REQUIRED WORK ->
Copy out the entries below exactly as they stand, but only from the line containing "Target: small white kiosk" through the line containing "(format x=271, y=1089)".

---------------

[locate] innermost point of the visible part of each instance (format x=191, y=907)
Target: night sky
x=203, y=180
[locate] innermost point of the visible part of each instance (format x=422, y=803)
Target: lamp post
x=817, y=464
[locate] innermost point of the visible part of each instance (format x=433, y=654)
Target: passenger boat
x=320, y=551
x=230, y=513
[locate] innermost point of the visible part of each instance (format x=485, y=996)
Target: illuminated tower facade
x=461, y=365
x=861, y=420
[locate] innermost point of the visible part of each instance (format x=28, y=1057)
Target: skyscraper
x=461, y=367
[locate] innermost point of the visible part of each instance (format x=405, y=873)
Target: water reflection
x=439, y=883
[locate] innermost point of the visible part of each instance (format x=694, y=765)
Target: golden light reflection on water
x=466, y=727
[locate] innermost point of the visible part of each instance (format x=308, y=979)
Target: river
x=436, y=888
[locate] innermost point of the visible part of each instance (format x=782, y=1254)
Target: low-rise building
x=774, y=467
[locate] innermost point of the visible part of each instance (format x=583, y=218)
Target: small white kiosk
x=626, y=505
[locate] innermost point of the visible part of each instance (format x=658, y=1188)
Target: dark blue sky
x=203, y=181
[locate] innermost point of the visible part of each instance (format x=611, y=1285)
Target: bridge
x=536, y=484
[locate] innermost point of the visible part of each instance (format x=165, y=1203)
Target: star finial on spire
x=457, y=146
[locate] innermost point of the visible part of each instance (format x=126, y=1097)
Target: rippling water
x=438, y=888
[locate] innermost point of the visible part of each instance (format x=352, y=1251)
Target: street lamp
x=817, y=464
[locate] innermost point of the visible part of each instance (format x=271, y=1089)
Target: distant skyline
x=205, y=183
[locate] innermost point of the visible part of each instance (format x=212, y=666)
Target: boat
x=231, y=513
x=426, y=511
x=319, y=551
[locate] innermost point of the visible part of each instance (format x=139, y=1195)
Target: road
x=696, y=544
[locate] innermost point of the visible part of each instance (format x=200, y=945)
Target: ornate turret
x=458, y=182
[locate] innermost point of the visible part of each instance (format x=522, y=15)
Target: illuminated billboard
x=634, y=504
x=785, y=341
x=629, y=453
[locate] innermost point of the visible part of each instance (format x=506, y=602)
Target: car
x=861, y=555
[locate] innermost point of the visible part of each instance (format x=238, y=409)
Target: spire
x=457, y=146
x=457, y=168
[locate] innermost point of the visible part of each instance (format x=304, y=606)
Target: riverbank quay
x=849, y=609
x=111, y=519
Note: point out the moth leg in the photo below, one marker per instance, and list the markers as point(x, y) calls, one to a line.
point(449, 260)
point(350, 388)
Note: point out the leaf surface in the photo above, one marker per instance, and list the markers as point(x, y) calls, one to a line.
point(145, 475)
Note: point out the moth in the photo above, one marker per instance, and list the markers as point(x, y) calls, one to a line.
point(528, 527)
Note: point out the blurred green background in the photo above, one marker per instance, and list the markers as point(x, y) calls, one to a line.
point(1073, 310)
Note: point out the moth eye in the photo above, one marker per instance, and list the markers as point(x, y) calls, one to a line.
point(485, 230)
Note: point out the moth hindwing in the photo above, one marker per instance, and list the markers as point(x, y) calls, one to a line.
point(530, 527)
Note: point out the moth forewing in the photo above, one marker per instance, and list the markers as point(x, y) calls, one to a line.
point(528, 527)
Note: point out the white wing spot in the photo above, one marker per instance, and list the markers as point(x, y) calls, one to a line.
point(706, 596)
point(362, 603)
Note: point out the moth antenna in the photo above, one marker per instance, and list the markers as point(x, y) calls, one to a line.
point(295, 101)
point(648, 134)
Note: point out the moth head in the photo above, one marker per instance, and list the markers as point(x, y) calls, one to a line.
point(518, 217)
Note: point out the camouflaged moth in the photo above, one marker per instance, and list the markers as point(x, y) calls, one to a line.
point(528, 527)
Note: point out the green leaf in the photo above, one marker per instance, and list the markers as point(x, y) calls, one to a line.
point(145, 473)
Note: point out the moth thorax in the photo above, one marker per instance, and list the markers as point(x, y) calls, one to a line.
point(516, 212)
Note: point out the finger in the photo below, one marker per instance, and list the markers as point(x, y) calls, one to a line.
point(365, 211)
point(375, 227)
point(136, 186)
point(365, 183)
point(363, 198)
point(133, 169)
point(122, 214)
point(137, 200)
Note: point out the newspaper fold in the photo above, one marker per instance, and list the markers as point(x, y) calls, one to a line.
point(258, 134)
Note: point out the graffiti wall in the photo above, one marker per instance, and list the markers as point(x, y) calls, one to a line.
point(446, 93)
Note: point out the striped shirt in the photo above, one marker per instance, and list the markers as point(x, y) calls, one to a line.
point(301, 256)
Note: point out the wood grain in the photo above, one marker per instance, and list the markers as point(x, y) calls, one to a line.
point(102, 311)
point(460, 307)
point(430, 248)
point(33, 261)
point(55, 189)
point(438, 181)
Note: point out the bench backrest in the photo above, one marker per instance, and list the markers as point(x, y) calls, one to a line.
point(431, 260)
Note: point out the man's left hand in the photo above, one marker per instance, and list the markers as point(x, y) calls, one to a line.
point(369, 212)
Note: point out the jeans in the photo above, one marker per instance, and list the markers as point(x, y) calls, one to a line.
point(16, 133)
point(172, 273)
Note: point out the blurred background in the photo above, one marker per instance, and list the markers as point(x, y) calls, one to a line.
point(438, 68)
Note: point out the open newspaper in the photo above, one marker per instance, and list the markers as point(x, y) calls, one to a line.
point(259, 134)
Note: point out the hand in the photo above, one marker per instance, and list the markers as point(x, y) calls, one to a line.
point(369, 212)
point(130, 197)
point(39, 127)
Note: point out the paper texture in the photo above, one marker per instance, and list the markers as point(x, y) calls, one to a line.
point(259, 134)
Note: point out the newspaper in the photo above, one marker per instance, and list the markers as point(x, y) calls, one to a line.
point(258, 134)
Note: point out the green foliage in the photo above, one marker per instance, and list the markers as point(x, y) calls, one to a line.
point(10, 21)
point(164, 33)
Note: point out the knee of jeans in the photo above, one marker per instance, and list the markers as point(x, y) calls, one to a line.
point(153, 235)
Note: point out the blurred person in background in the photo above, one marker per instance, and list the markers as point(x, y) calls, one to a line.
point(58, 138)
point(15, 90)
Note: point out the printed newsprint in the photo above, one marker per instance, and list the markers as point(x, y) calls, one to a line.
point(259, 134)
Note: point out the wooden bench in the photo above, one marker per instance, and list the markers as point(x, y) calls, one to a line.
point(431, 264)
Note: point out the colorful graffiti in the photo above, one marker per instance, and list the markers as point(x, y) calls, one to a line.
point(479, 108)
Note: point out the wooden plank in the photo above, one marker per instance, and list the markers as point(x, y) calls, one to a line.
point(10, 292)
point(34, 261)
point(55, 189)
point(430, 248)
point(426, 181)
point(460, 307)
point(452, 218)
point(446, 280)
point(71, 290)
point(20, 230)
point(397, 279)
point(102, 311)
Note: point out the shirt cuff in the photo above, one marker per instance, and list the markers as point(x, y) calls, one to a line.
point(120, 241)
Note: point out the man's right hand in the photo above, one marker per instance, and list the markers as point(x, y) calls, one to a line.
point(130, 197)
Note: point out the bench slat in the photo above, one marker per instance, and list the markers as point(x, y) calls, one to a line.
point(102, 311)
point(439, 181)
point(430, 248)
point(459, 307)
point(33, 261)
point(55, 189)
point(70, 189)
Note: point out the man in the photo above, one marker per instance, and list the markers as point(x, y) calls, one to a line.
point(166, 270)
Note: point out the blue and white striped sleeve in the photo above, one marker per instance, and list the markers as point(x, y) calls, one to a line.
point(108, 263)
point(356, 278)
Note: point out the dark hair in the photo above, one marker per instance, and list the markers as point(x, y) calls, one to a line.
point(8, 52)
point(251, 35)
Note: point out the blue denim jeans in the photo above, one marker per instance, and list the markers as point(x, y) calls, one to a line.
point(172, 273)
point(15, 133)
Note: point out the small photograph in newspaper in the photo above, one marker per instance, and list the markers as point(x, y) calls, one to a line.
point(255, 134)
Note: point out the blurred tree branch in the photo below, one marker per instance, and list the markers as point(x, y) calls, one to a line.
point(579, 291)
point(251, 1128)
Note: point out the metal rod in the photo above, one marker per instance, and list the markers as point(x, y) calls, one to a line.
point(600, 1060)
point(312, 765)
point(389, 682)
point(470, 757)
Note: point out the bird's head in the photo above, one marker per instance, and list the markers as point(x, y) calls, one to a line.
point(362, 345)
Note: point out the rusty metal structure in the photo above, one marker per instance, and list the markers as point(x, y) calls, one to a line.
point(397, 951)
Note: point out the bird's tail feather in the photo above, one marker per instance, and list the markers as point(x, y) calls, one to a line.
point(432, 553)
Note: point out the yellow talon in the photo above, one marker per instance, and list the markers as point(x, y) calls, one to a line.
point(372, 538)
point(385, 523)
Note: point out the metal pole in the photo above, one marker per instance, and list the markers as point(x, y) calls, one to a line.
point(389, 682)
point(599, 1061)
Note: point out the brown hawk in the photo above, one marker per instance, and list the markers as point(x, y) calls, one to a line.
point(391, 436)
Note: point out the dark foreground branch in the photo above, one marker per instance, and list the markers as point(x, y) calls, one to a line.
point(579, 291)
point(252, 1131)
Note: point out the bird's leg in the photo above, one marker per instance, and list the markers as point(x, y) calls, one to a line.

---------------

THE COMPLETED TASK ->
Target: small white kiosk
x=626, y=505
[locate] innermost point of the visible part of each instance (format x=658, y=1188)
Target: dark blue sky
x=203, y=181
[locate] innermost point of the visible part of each instance (format x=611, y=1285)
Target: bridge
x=536, y=484
[locate] innermost point of the visible part of each instance (format x=165, y=1203)
Target: star finial on spire
x=457, y=146
[locate] innermost point of the visible part of each instance (format x=126, y=1097)
Target: rippling water
x=438, y=888
[locate] innermost point of the visible part of each instance (format x=352, y=1251)
Target: street lamp
x=817, y=464
[locate] innermost point of the visible part of each instance (format x=271, y=1089)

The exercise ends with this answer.